[Items stored from a collection]
================
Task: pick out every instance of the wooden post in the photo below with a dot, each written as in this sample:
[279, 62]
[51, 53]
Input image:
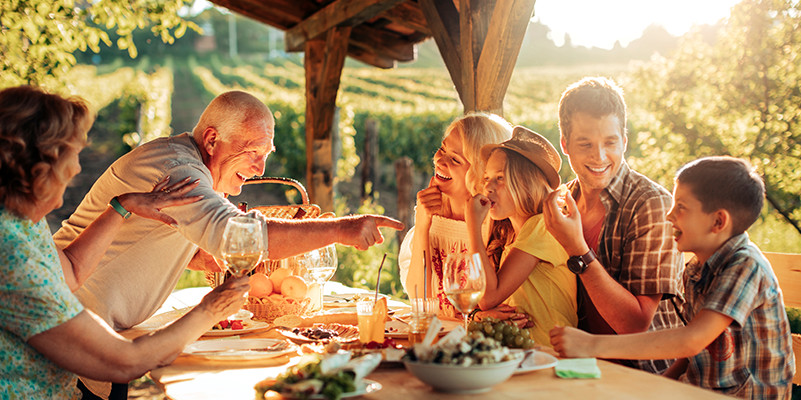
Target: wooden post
[479, 42]
[324, 59]
[336, 148]
[370, 160]
[403, 177]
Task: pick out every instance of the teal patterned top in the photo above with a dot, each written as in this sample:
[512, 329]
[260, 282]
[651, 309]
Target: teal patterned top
[33, 298]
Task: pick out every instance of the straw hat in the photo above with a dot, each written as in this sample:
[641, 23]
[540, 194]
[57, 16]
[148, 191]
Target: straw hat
[535, 148]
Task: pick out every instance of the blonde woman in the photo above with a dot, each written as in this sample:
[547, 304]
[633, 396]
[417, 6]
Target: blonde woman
[440, 214]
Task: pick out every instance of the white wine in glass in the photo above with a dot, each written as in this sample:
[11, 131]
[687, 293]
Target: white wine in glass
[464, 282]
[243, 245]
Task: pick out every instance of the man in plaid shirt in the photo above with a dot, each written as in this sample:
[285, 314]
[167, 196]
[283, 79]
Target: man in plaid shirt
[738, 339]
[633, 284]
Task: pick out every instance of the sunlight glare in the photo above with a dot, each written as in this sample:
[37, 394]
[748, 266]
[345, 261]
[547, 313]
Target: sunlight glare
[601, 23]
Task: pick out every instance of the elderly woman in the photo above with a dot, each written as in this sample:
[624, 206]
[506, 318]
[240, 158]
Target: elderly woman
[46, 336]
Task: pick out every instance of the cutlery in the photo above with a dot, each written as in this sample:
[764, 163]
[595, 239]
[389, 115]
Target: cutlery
[275, 347]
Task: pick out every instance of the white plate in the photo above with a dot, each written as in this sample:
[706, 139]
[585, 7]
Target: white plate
[159, 321]
[347, 334]
[399, 329]
[252, 326]
[364, 387]
[536, 361]
[238, 349]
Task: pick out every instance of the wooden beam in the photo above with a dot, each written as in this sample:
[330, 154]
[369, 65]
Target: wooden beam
[504, 36]
[442, 18]
[371, 58]
[481, 52]
[410, 16]
[323, 62]
[285, 14]
[382, 43]
[338, 13]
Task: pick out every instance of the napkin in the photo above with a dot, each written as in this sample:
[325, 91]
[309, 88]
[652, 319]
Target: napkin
[577, 368]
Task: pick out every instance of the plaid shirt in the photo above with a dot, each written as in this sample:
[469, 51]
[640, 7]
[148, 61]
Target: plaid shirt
[637, 249]
[753, 357]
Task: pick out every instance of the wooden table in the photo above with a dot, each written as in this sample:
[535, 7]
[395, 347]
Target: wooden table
[190, 378]
[183, 381]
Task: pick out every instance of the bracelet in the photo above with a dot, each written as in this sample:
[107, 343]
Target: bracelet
[115, 204]
[473, 313]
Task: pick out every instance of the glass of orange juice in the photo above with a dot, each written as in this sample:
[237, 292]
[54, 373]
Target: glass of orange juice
[371, 321]
[423, 311]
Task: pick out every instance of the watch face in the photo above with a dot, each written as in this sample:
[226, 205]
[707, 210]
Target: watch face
[576, 265]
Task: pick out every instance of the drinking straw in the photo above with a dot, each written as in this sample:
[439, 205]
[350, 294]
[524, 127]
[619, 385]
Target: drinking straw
[425, 281]
[378, 281]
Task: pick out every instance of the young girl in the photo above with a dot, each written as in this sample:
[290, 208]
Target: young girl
[519, 175]
[439, 217]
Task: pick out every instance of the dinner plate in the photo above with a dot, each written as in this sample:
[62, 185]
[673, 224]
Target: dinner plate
[396, 329]
[347, 334]
[364, 387]
[238, 349]
[252, 326]
[536, 361]
[159, 321]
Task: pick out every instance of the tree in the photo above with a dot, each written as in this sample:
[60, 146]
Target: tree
[738, 95]
[38, 37]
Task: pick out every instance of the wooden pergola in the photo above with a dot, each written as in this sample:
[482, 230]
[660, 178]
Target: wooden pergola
[479, 40]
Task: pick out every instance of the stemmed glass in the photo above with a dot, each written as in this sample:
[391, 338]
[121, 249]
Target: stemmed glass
[243, 245]
[322, 265]
[464, 282]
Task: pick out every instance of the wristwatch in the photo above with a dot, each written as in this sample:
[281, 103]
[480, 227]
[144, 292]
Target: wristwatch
[579, 264]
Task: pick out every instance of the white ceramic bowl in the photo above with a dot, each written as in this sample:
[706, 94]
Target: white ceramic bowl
[464, 380]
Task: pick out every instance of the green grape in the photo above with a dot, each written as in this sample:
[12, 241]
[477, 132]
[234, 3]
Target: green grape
[498, 326]
[488, 328]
================
GIVEN TASK: Copy word for word the lines above, from the line containing "Task: pick out every instance of the tree" through the final line of the records, including both.

WRITTEN REPLY:
Task: pick out every instance of the tree in the photo above with a dot, each written as in this sample:
[60, 146]
Target: tree
[738, 95]
[38, 37]
Task: pick out every instance of the wooden pergola in the photo above with a dot, each written as in this sample:
[482, 230]
[660, 178]
Target: wooden pergola
[479, 40]
Task: pick out every instance of the stemmed glass in the photo above with a dot, each written as in this sample:
[391, 338]
[121, 249]
Target: stemmed glass
[243, 245]
[322, 265]
[464, 282]
Task: pick out every instance of the wristwatch in the photo above with a dot, each written as in this sample:
[281, 103]
[480, 227]
[144, 292]
Target: wristwatch
[579, 264]
Task: pick out every instance of the white ceramic bowl in the photo above with a dot, each written as in this sample:
[706, 94]
Target: white ceramic bowl
[464, 380]
Task: pick out every instance of the green grape in the photo above with a dot, each written as in this sample:
[12, 241]
[477, 132]
[234, 3]
Target: green grape
[498, 326]
[488, 328]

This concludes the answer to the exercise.